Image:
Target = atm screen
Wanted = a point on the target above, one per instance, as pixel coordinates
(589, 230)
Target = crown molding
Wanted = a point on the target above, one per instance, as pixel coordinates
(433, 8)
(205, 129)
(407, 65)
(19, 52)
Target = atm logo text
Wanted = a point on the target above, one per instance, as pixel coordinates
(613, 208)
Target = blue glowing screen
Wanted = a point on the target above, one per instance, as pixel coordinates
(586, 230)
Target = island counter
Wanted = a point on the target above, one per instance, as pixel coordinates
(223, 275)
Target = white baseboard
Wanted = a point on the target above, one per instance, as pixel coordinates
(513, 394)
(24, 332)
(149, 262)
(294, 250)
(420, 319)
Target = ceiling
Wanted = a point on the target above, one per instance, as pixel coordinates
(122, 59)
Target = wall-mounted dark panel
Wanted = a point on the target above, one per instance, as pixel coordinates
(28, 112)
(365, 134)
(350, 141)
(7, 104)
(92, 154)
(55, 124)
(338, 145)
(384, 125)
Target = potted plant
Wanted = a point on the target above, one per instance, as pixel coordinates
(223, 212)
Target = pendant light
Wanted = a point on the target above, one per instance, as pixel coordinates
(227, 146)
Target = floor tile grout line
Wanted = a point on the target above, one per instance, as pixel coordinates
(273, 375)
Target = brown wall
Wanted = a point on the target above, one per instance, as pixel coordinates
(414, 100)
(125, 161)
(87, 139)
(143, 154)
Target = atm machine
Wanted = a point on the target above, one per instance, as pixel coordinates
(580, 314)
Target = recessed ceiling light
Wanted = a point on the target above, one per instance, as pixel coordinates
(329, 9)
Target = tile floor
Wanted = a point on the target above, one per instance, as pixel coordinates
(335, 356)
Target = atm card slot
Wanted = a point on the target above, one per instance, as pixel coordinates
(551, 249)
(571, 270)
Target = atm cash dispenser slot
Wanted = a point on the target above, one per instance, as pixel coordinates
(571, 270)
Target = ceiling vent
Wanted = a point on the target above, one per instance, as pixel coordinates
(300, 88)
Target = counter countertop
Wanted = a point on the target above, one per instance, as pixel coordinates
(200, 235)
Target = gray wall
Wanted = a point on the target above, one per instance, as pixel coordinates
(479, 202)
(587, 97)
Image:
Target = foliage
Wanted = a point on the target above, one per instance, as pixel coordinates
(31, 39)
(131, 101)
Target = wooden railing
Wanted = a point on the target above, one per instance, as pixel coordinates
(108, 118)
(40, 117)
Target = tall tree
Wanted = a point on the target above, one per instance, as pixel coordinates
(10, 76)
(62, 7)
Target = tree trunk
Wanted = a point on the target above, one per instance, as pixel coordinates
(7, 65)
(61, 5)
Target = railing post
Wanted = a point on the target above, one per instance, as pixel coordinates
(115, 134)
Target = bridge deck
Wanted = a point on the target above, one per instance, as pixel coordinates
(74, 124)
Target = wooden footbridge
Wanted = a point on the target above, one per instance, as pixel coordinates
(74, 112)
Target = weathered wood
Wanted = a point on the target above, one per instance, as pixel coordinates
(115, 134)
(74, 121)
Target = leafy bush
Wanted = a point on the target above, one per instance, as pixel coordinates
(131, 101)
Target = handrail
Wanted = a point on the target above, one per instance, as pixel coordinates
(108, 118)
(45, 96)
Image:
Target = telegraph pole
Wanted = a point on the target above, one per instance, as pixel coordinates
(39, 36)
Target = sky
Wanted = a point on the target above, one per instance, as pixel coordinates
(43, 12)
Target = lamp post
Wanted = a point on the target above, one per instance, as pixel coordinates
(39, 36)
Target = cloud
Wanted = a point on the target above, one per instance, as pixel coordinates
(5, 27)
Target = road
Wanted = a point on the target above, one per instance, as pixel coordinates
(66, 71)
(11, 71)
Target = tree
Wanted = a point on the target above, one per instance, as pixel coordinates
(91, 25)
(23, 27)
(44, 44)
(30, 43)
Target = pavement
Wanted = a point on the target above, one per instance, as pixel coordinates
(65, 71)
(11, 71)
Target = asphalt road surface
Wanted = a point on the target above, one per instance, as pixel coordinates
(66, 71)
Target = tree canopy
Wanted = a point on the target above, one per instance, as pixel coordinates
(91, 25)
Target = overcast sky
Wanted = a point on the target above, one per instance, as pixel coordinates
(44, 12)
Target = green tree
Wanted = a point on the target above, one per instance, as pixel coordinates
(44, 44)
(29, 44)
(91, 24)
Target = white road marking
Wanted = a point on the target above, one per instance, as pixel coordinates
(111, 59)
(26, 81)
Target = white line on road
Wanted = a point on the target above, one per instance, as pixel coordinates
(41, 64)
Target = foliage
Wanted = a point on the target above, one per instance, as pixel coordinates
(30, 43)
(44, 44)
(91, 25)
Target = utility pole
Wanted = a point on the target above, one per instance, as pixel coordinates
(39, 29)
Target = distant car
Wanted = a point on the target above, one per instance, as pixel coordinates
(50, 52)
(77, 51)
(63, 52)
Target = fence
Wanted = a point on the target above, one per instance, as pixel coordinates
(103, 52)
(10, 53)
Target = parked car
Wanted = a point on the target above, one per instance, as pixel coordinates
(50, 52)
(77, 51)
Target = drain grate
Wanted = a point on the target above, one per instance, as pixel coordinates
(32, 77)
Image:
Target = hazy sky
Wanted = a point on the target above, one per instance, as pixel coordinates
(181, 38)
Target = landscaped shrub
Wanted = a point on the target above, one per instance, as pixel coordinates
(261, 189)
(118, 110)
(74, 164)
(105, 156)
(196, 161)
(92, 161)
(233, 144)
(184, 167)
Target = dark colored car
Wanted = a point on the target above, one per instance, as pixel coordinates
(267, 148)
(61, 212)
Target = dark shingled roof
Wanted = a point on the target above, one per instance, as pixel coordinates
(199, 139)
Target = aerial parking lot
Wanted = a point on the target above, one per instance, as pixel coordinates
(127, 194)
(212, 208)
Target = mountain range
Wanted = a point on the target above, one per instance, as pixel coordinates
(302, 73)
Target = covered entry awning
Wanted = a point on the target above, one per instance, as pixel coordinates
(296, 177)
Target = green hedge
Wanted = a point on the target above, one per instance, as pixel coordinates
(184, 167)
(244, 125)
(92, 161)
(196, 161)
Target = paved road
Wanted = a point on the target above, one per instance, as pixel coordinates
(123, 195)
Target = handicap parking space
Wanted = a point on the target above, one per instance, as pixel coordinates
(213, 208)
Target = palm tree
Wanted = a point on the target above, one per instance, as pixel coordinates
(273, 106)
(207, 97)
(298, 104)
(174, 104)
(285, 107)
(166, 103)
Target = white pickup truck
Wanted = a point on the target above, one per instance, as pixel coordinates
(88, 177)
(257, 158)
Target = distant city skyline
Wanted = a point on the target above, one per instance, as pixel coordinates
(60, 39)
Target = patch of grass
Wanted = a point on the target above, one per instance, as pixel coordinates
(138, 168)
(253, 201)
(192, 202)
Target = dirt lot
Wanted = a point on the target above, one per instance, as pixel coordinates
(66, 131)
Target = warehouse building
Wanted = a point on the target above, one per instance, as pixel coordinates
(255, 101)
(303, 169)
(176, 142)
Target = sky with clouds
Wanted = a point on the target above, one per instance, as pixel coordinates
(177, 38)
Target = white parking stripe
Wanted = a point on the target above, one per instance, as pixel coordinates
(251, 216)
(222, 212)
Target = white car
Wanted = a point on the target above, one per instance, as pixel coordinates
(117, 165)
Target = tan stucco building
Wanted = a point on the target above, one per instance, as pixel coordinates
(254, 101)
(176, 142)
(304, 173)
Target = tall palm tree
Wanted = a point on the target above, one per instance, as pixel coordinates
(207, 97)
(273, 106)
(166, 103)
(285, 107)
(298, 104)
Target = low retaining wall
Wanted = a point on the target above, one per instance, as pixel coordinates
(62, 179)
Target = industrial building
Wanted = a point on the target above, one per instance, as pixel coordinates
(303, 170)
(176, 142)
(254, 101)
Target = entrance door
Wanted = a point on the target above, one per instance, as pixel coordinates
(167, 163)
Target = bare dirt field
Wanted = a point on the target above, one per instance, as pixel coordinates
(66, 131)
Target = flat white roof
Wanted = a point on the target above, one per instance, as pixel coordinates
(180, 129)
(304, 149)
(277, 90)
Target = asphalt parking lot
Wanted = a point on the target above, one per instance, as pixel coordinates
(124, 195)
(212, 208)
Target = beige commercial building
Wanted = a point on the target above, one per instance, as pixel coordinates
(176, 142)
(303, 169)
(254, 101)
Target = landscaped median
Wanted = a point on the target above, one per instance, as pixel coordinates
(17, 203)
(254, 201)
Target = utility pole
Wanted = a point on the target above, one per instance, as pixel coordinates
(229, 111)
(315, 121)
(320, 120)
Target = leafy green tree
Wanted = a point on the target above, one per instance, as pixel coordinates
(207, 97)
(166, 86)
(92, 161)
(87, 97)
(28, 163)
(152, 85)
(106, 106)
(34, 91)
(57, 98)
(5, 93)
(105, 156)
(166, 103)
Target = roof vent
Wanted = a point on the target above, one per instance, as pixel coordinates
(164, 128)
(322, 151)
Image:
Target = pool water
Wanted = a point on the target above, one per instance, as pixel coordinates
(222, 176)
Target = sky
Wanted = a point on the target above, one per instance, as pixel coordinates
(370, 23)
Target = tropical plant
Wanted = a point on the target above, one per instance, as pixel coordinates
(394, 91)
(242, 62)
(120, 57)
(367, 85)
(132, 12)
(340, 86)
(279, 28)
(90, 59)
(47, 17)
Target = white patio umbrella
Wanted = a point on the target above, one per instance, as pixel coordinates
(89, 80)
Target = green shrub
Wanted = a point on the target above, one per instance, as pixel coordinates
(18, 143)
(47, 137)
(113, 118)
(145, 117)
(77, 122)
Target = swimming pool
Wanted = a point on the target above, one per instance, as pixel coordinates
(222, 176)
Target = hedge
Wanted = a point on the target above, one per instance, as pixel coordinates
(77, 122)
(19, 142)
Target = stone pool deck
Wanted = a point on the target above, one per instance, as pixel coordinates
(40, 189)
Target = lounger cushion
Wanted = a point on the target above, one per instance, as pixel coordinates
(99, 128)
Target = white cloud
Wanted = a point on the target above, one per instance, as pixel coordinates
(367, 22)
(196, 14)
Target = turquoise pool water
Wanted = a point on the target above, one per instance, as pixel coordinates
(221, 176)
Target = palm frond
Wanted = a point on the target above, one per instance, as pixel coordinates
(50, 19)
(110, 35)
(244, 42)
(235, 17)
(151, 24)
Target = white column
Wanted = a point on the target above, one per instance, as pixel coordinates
= = =
Give the exact lines, and only those, from the line containing "Target = tropical plant" through the line containing "Target = green shrub" in the entries above.

Target = tropical plant
Wanted = a point on the target above, one per instance, as pixel coordinates
(394, 91)
(242, 62)
(120, 57)
(367, 85)
(132, 12)
(340, 86)
(279, 28)
(90, 59)
(47, 17)
Target = white patio umbrella
Wanted = a point on the target above, one per instance, as pixel coordinates
(89, 80)
Target = green shrub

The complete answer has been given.